### EXERCISE DETAILS
Set down each record that follows exactly. Drop the images.

### Dataset records
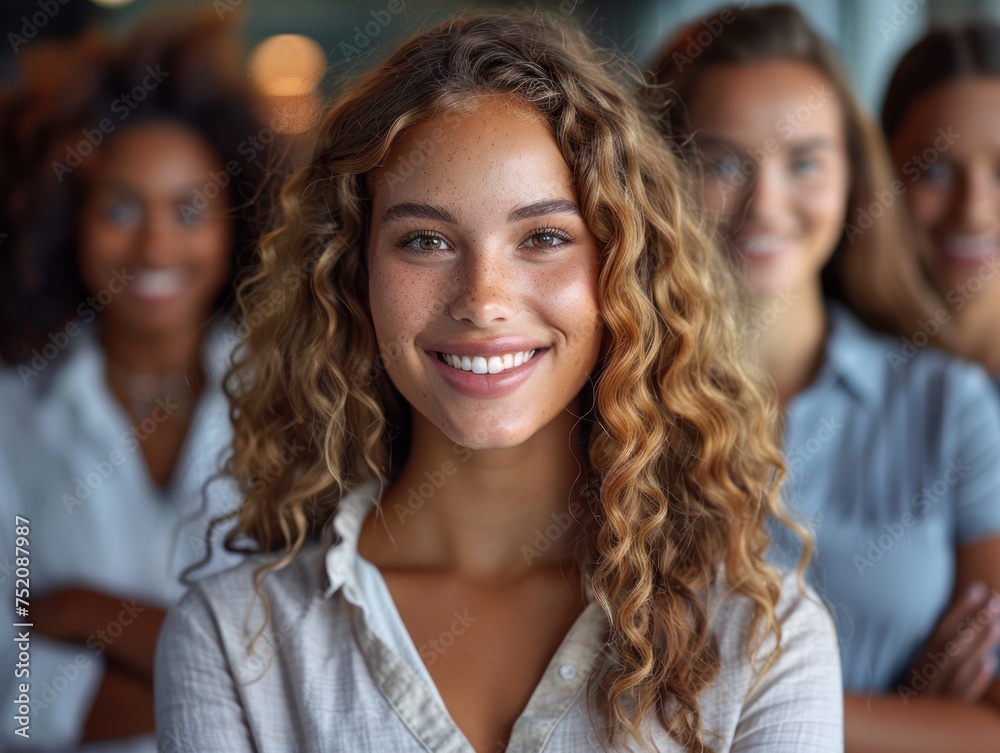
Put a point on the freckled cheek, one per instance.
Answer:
(403, 301)
(568, 302)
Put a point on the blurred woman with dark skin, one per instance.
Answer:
(531, 512)
(940, 117)
(129, 175)
(896, 466)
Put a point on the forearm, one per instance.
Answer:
(884, 724)
(132, 651)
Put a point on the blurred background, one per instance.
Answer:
(871, 34)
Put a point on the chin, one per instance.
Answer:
(486, 433)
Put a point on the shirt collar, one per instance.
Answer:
(854, 356)
(343, 534)
(342, 539)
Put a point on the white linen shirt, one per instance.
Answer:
(336, 670)
(118, 533)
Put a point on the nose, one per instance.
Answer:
(485, 288)
(766, 196)
(156, 239)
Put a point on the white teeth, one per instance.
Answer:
(158, 283)
(488, 364)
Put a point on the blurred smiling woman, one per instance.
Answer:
(896, 469)
(548, 508)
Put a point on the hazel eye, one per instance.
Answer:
(424, 243)
(547, 239)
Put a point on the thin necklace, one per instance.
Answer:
(148, 393)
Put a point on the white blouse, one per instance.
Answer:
(75, 470)
(336, 669)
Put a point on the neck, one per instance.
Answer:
(174, 356)
(792, 330)
(482, 515)
(159, 353)
(976, 328)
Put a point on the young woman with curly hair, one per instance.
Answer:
(516, 376)
(895, 462)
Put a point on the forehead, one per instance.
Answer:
(968, 108)
(783, 99)
(157, 152)
(497, 154)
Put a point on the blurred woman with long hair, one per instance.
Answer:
(129, 176)
(939, 116)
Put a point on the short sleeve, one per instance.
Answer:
(975, 467)
(797, 706)
(198, 708)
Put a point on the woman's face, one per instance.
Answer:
(947, 150)
(483, 275)
(776, 170)
(154, 250)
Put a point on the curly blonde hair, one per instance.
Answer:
(680, 443)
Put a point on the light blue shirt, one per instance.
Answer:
(896, 466)
(75, 470)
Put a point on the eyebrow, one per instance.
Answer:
(806, 145)
(424, 211)
(546, 206)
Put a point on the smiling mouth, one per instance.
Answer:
(488, 364)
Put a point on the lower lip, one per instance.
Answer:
(487, 385)
(774, 252)
(156, 297)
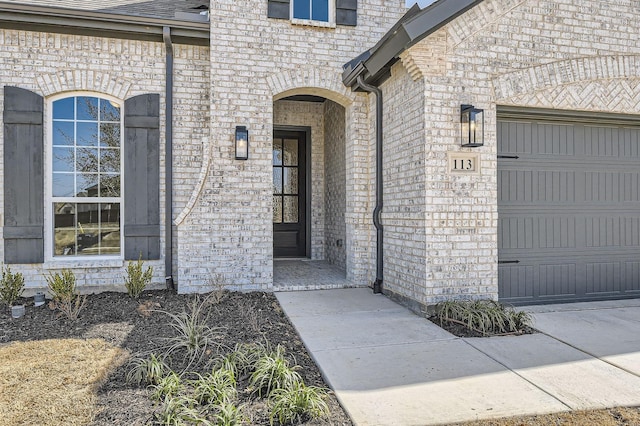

### RESPONSE FOR THIS EXERCISE
Put a point on the freckled cheek, one per instance.
Answer:
(403, 301)
(568, 302)
Put a point on the blurred woman with dark skin, one per instance.
Answer:
(531, 512)
(940, 117)
(129, 175)
(896, 466)
Put a point on the forearm, one per instance.
Answer:
(884, 724)
(132, 651)
Put a point on the blurred background, one per instance.
Answer:
(871, 34)
Put a point on the chin, one per instance.
Answer:
(486, 433)
Put a point on the shirt collar, one per instance.
Answer:
(854, 356)
(343, 534)
(342, 539)
Put a point on the white linen shirt, one per instance.
Answer:
(336, 670)
(118, 533)
Put a point on the nose, one per instance.
Answer:
(485, 288)
(766, 196)
(156, 239)
Put a point on the white teeth, one per instance.
Answer:
(158, 283)
(488, 364)
Put a point on the blurred smiling woman, one per instance.
Answer:
(896, 469)
(548, 508)
Put a point on the hazel eye, one per instance.
Answer:
(424, 243)
(547, 239)
Put a point on the thin necklace, one per instance.
Answer:
(148, 393)
Put a point on the white blouse, one per instance.
Answer:
(75, 470)
(336, 669)
Put a point on the neck, one per instance.
Answer:
(174, 356)
(792, 330)
(482, 515)
(159, 353)
(976, 328)
Put a point on the young woman with curly hair, one per instance.
Answer:
(516, 376)
(895, 462)
Put a point on the forehead, one per instance.
Answer:
(968, 108)
(783, 99)
(157, 152)
(497, 154)
Put a point on the blurred woman with long hair, one per instance.
Answer:
(129, 176)
(939, 116)
Put a point on the short sleeve, one per instance.
Answer:
(975, 467)
(797, 706)
(198, 708)
Put a point on the woman's face, one per instance.
Answer:
(947, 150)
(483, 275)
(776, 170)
(154, 250)
Put a point on the curly blonde hair, one per instance.
Answer:
(680, 443)
Put a point on the light blue shirt, one per instance.
Answer:
(896, 466)
(75, 470)
Put a point on the eyebrow, one per instance.
Answer:
(806, 145)
(424, 211)
(546, 206)
Put a point on the smiling mouth, one per instance.
Answer:
(488, 364)
Put a point on the lower lip, one per instance.
Answer:
(487, 385)
(774, 252)
(156, 297)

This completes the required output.